_What is needed_
If a record holds a picture, skip the picture but print everything else exactly.

_Records provided_
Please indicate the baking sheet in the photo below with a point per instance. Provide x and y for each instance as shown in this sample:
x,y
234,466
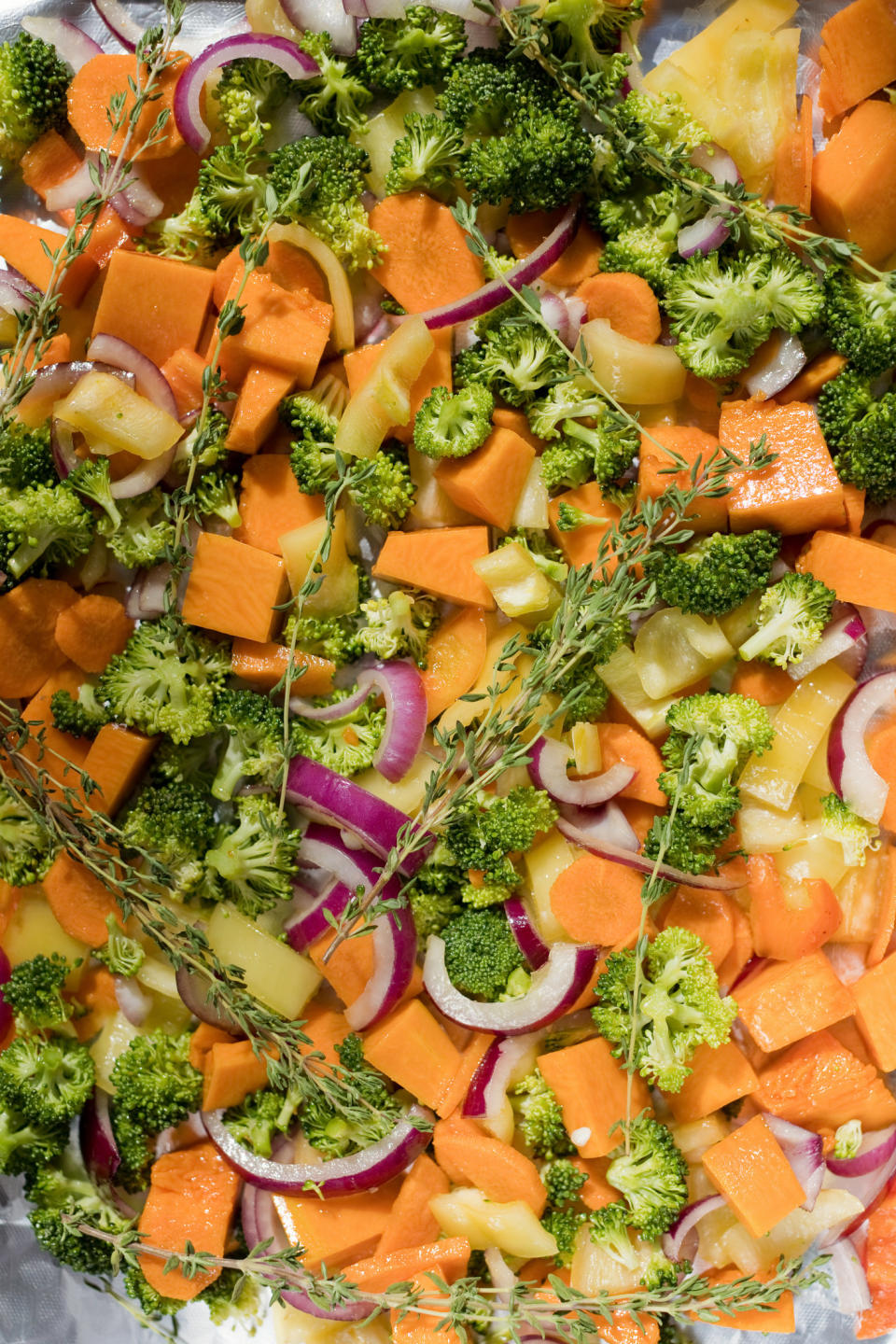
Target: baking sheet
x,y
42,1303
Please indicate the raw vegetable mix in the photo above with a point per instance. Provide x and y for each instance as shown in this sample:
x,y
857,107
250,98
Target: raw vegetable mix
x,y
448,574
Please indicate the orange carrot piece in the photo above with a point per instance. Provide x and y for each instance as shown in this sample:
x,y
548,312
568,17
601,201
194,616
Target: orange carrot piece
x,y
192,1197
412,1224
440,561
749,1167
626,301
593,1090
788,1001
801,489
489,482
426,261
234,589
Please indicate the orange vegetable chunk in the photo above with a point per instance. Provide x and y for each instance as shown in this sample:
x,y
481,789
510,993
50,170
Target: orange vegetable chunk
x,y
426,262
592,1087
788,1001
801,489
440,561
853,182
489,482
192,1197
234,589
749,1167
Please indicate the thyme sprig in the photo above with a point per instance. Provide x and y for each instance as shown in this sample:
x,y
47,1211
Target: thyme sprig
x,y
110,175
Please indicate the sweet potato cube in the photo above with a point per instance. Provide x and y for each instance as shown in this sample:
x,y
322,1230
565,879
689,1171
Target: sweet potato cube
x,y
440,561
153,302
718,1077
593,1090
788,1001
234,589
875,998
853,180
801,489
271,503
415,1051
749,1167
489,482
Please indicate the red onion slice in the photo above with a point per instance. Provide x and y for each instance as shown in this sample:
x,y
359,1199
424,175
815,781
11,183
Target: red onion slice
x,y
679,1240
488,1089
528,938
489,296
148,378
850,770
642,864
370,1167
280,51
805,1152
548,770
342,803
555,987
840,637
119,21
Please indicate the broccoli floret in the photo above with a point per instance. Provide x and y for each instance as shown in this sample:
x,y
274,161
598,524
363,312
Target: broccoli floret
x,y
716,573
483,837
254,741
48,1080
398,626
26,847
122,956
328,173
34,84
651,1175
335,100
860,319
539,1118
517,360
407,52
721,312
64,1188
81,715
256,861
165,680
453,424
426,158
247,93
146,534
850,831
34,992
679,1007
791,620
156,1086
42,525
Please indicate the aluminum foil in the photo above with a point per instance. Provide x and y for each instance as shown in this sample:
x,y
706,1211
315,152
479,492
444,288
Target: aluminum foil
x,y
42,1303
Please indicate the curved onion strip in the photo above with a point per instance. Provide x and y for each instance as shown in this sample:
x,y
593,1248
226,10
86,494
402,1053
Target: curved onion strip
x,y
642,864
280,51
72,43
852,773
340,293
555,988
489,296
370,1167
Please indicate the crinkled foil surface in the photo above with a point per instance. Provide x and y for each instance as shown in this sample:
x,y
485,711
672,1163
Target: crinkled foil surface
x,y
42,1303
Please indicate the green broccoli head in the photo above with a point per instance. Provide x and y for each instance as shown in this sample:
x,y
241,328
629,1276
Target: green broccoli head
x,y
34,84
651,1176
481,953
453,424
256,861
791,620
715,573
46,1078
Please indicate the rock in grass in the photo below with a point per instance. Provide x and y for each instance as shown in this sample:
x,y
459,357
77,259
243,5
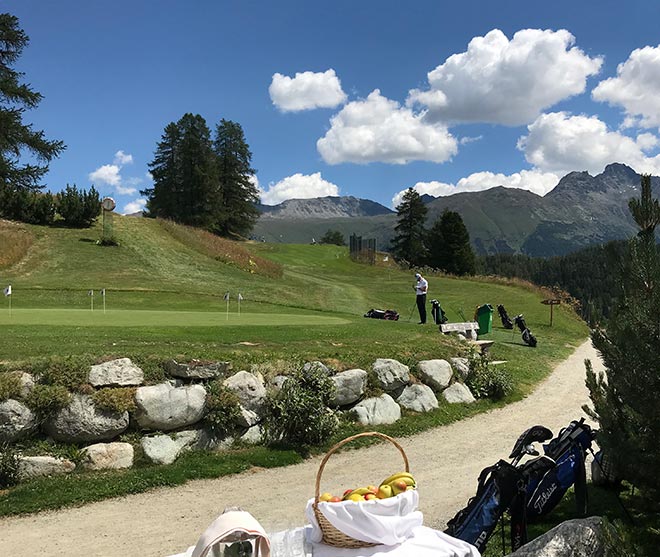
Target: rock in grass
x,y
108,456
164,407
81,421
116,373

_Response_
Please indicate the baking sheet in the photo below with a point per instance. Provide x and y for each instance as shown in this sample:
x,y
234,466
Target: baking sheet
x,y
42,1303
Please indicate the raw vegetable mix in the photo above with a point per instance. Provide x and y for each instance as shown in this sample:
x,y
857,107
250,98
Target: raw vegetable mix
x,y
448,574
Please indicate the orange carrot piece in the photo above with a point per instance. Provide x and y for each instance as shown in this sample:
x,y
548,312
568,17
601,201
194,616
Target: orange carrot piece
x,y
192,1197
412,1224
440,561
749,1167
626,301
593,1090
788,1001
801,489
489,482
426,261
234,589
Please indicate the orange vegetable chunk in the photo above with a point per instance. Provide x and y for each instance as shown in this sample:
x,y
481,789
510,993
50,170
Target: orange vegetable chunk
x,y
426,262
592,1087
788,1001
801,489
440,561
853,182
489,482
192,1197
234,589
749,1167
Please indicate the thyme sprig in the photo above with a point per instance. Provide x and y for each instance as shown in this sample:
x,y
47,1211
Target: thyme sprig
x,y
110,175
Please indicate the sweet potato cube in the photo above with a point per instance. Provide x and y for each instance as shown in this sample:
x,y
322,1230
565,879
689,1171
Target: sweet potato cube
x,y
440,561
153,302
718,1077
593,1090
788,1001
234,589
875,998
853,180
801,489
271,503
415,1051
749,1167
489,482
Please indicate the red onion slice in the photo above with a point per instance. Provide x and y for each instance as shown in this sample:
x,y
359,1199
424,175
815,781
11,183
Target: red onion slice
x,y
679,1240
488,1089
528,938
489,296
148,378
850,770
642,864
370,1167
280,51
805,1152
548,770
342,803
555,987
840,637
119,21
Please indicate the broccoli floret in the photo above with a point per instance. Provide x and y for each instance as shown in this sample:
x,y
274,161
598,524
363,312
Target: broccoli floret
x,y
716,573
483,837
254,741
48,1080
398,626
26,847
122,956
328,173
34,84
651,1175
335,100
860,319
539,1118
517,360
407,52
721,312
64,1188
81,715
256,861
165,680
453,424
426,158
247,93
146,534
850,831
34,992
679,1007
791,620
156,1086
42,525
Please indicate the aluminum foil in the photo above with a point per instance. Provide x and y for each instance as shown in this sample:
x,y
706,1211
315,152
479,492
444,288
Target: aluminum foil
x,y
42,1303
Please indicate the curved onion strip in the photo above with a point per instance. Provide x and y for each instance as shown in this sample:
x,y
593,1248
226,10
86,494
402,1053
Target: curved onion strip
x,y
642,864
280,51
72,43
852,773
340,293
555,988
489,296
370,1167
Please indicate the crinkled foil surface in the photo above with a point per instance. Provide x and y for each instance as shown in this sample:
x,y
485,711
672,1163
Target: crinkled foil surface
x,y
42,1303
Please indicate the green broccoli head in the photo above with a point per instance. Provide x and y for each instance as shown in this sample:
x,y
241,328
629,1276
Target: green broccoli head
x,y
34,84
651,1176
481,953
453,424
256,861
791,620
715,573
46,1078
Please indicate the rock in grass in the photo below with a point per instance. Provide x and y for each instance as shown in this sample:
x,y
459,357
77,259
243,5
Target: rock in grass
x,y
108,456
164,407
81,421
116,373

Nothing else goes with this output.